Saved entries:
## start

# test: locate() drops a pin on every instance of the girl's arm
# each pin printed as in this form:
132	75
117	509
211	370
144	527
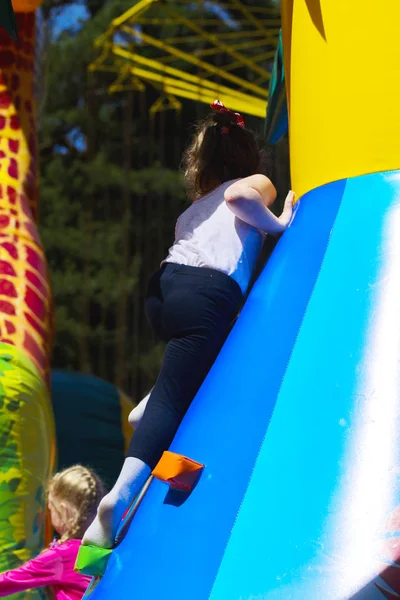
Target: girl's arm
249	199
45	569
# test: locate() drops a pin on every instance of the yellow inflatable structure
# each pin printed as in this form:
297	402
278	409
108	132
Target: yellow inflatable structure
26	418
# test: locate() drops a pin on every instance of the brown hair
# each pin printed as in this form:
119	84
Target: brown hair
82	489
220	150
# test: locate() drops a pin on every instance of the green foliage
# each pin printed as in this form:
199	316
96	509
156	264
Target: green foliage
108	203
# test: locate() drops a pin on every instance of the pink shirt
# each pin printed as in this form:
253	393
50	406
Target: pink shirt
53	567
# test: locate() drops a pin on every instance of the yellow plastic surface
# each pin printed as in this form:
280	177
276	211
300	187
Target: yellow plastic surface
344	80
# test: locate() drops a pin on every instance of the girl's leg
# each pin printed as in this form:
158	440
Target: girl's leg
113	506
196	315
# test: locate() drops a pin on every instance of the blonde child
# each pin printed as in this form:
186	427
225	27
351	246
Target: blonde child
73	497
196	295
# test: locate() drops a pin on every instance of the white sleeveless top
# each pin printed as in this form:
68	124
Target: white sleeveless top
208	234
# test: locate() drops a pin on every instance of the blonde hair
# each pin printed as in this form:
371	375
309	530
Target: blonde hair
82	489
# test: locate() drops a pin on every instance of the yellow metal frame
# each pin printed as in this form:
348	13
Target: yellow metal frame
227	62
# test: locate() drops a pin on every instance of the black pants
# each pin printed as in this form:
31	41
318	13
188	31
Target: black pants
192	309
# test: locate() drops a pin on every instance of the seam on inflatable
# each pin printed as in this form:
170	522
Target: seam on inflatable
280	385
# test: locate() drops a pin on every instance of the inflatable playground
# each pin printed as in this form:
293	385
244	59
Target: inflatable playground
296	427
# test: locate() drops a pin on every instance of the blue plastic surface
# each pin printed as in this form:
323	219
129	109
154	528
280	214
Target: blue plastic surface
296	424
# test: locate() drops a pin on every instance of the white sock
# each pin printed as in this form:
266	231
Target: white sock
112	508
137	413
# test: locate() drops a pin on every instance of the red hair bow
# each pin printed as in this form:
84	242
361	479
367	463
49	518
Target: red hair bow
236	117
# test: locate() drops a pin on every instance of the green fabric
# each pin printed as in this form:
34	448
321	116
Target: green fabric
7	18
92	560
276	124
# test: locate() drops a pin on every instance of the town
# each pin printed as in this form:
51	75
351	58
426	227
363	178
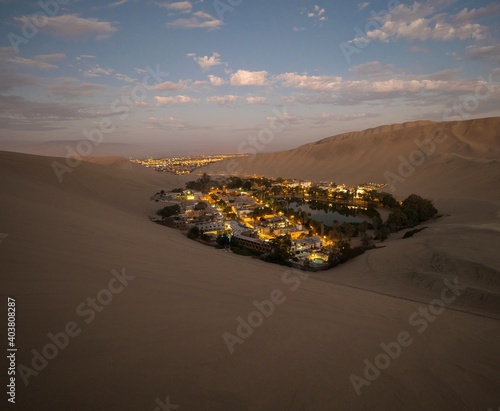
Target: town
272	218
182	165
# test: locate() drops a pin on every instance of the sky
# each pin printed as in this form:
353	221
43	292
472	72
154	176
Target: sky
219	76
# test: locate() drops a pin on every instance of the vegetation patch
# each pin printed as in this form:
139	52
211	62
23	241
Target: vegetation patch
410	233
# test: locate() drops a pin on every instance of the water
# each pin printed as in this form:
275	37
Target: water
326	215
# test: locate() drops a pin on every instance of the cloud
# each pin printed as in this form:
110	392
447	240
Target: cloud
318	14
216	81
180	99
206	62
31	64
49	57
198	20
249	78
223	100
71	89
116	4
483	53
70	25
420	21
467	16
419	49
318	83
256	100
98	71
372	69
21	114
178	6
85	56
10	80
166	123
328	117
170	86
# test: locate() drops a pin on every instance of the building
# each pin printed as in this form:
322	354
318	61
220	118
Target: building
307	243
210	225
252	243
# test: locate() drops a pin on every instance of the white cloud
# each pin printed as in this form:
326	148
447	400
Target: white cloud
198	20
163	101
249	78
467	16
206	62
372	69
116	4
318	13
49	57
216	81
223	100
420	21
177	6
31	64
72	88
483	52
318	83
70	25
168	123
98	71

## end

— Exercise directions —
Without the pictures, transcribe the listing above exactly.

— Answer in full —
# test: locate() drops a pin on every instance of the girl's arm
# each pin printed as in this form:
132	75
117	509
211	370
144	527
Target: girl's arm
249	199
45	569
# test: locate() drops a pin on every instance of the yellow inflatable structure
# each pin printed as in this form:
297	402
278	409
108	132
Target: yellow inflatable structure
26	418
# test: locate() drops a pin on every instance of the brown hair
# each pin printed as in this form:
119	84
Target: brown hair
82	489
220	150
# test: locate() drops a pin on every instance of the green foliage
# each pin printed as in this form:
199	316
96	509
156	264
Target: green foliage
108	203
# test: locate() drops a pin on every instance of the pink shirt
# each pin printed as in this form:
253	393
50	406
Target: pink shirt
53	567
# test: locate() drops a pin on every instance of the yellow plastic surface
# each pin printed as in this form:
280	177
276	211
300	187
Target: yellow plastic surface
344	80
# test: locate() drops a pin on every instance of the girl's leg
# each pin printed as in this form:
158	440
Target: girl's leg
113	506
196	315
# test: locate() drops a pin on every instance of the blonde child
# each pin printed as in this form:
186	427
225	27
351	246
Target: blonde child
73	497
196	295
# test: locate() drops a pin on every instance of the white sleeveless top
# each pin printed as in this form:
68	124
Target: white sleeveless top
208	234
# test: locate() drops a pin on every instance of the blonde hair
# each pin printed as in this form:
371	375
309	530
Target: blonde hair
82	489
# test: locate() drops a pin on every instance of the yellow metal frame
# each pin printed as in this form:
348	13
Target: yellow metal frame
227	62
# test: locate() drops a pin on every instance of the black pants
# each pin printed as in this form:
31	41
318	13
188	31
Target: black pants
192	309
# test: locate() drops a pin on every instance of the seam on inflatable
# each pin printed as in this form:
170	522
Target: seam on inflatable
280	385
# test: locate() drops a pin on every instance of the inflatable playground
# each pin printed as in this form:
293	385
244	59
Target: inflatable playground
296	427
# test: locate() drops a pin on every instance of the blue plastic surface
# each pin printed as in this form:
323	219
129	109
154	528
280	214
Target: blue plastic surface
296	424
# test: locate() drops a pin on every instance of the white sock
# each pin printed as in this form:
266	231
Target: white sock
112	508
137	413
# test: locate() drops a pin on every instance of the red hair bow
# each pin printed as in this form:
84	242
361	479
367	463
49	518
Target: red hair bow
236	117
# test: locate() drops a pin on every instance of the green fabric
# each pin printed as in this form:
34	448
321	116
Target: green fabric
7	18
92	560
276	124
# test: locate() drops a pin on every instance of the town
# each pin printed as in this form:
51	75
351	58
426	227
363	178
Target: town
272	218
182	165
# test: locate() drops a pin on every instance of the sky
# each pin printed as in this form:
353	221
43	292
472	72
154	176
Target: sky
219	76
# test: locate() drops a pin on every instance of the vegetation patch
# each pin printed as in this form:
139	52
211	62
23	241
Target: vegetation patch
410	233
# test: locate() drops a pin on every instance of the water
# each pin printed as in this form:
275	37
Target: water
326	215
# test: locate() drops a pin on every instance of the cloud
# each pin printed as in this form:
110	392
447	240
Target: cloud
318	14
216	81
180	99
206	62
31	64
49	57
198	20
249	78
223	100
71	89
116	4
483	53
70	25
420	21
467	16
419	49
318	83
256	100
98	71
372	69
21	114
178	6
85	56
10	80
166	123
328	117
170	86
# test: locate() drops a pin on every instance of the building
# each pin printed as in this form:
322	354
318	61
220	118
Target: building
307	243
210	225
252	243
# test: locate() drops a pin on every instance of the white cloud
# each pin printed as in this form:
326	148
447	400
Target: white cloud
198	20
163	101
249	78
467	16
206	62
372	69
116	4
318	13
49	57
216	81
223	100
420	21
177	6
31	64
72	88
483	52
318	83
70	25
168	123
98	71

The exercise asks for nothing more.